• PAGE EXCERPT:
Keywords: ALCOHOLIC LIVER DISEASE; BACTERIAL INFECTION; IMMUNOLOGY IN HEPATOLOGY.

Figure 1

Uptake of bacteria by phagocytosis was similar between severe alcoholic hepatitis (SAH) and healthy monocytes. (A–C) Scavenger receptor expression was equivalent on SAH monocytes. (D) FcγR expression was increased in SAH compared with healthy control (HC) and CLD; (E) phagocytosis is preserved in SAH monocytes.

Figure 2

Monocyte oxidative burst (MOB) and bacterial killing is impaired in patients with severe alcoholic hepatitis (SAH). (A) The production of reactive oxygen species (ROS) at rest was similar between SAH and healthy control (HC) monocytes; (B) MOB in response to Escherichia coli is impaired in SAH compared with HC and CLD; (C) impaired MOB is also seen in cirrhotic patients who were actively drinking at the time of sampling compared with abstinent cirrhotic patients; (D) impaired MOB corresponded to a reduction in the production of superoxide radicals in response to E. coli from SAH monocytes; (E) killing of phagocytosed bacteria is reduced in SAH compared with HC monocytes; (F) far more E. coli were enumerated from the lysate (intracellular fraction) of SAH monocytes compared with the respective supernatant (extracellular fraction).

• DATASET RECORDS:
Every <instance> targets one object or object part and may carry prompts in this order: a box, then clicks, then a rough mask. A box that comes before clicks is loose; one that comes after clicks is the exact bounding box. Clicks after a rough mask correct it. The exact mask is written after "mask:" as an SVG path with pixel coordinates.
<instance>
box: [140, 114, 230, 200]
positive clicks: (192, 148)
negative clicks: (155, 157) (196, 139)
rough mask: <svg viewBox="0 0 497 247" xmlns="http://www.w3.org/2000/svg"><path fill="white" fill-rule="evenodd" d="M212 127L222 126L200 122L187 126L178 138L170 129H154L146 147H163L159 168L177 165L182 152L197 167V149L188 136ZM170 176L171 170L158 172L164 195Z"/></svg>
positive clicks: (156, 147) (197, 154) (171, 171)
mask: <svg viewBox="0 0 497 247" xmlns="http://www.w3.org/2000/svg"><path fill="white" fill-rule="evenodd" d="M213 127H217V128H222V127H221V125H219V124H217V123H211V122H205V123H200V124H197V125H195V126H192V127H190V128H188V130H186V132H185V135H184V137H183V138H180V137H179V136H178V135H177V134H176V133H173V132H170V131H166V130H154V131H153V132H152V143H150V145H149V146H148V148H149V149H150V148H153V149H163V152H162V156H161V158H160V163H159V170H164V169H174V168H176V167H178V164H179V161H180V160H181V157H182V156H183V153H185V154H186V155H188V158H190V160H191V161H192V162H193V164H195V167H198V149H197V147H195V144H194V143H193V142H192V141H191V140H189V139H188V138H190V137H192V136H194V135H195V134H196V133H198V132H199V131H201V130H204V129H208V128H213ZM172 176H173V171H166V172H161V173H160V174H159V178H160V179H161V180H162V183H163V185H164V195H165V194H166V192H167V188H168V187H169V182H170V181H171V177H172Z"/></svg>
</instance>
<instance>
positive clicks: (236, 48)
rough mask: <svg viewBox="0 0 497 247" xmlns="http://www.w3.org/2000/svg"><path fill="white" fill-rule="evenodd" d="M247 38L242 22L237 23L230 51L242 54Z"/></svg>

• WORK INSTRUCTION 1: In the figure captions on severe alcoholic hepatitis, recast the paragraph beginning "Monocyte oxidative burst (MOB) and bacterial killing" as a concise bulleted list that keeps its main findings.
• WORK INSTRUCTION 2: Continue the figure captions on severe alcoholic hepatitis from the point where they end.
The entries play no part in the work that follows.

• TASK RESULT 1:
Monocyte oxidative burst (MOB) and bacterial killing are impaired in severe alcoholic hepatitis (SAH):
- (A) Resting reactive oxygen species production: similar in SAH and healthy control (HC) monocytes.
- (B) MOB in response to E. coli: impaired in SAH compared with HC and CLD.
- (C) MOB is also impaired in actively drinking cirrhotic patients compared with abstinent cirrhotic patients.
- (D) Superoxide production in response to E. coli is reduced in SAH monocytes, consistent with the impaired MOB.
- (E) Killing of phagocytosed bacteria: reduced in SAH compared with HC monocytes.
- (F) Far more E. coli were counted in the intracellular lysate of SAH monocytes than in the extracellular supernatant.

• TASK RESULT 2:
Figure 3

Impaired monocyte oxidative burst (MOB) predicts the subsequent development of infection within 2 weeks. (A) Prior prescription of intravenous antibiotics did not affect severe alcoholic hepatitis (SAH) MOB; (B) patients with SAH who developed infection within 2 weeks of sampling had a lower pretreatment MOB compared with patients who did not develop infection; (C) patients who developed infection within 90 days of sampling had a lower pretreatment MOB than patients who did not develop infection.

Figure 4

Monocyte oxidative burst (MOB) <50th centile (MOB defect) can identify patients likely to develop infection more accurately than conventional clinical markers of infection. (A) Cut-off values at the 50th and 25th centiles of severe alcoholic hepatitis (SAH) MOB and their association with the development of infection within the subsequent 2 weeks; (B) OR of MOB <50th centile (MOB defect) for predicting infection within 2 weeks; (C) receiver operating characteristic curve (ROC) curve for MOB and the development of infection within the subsequent 2 weeks; area under ROC (AUROC) is 0.86 (p<0.0001). For comparison, the ROC curves for C-reactive protein (CRP), white cell count (WCC) and procalcitonin in predicting the subsequent development of infection are included (AUROC 0.73, 0.75 and 0.72; p=0.019, 0.007 and 0.02, respectively).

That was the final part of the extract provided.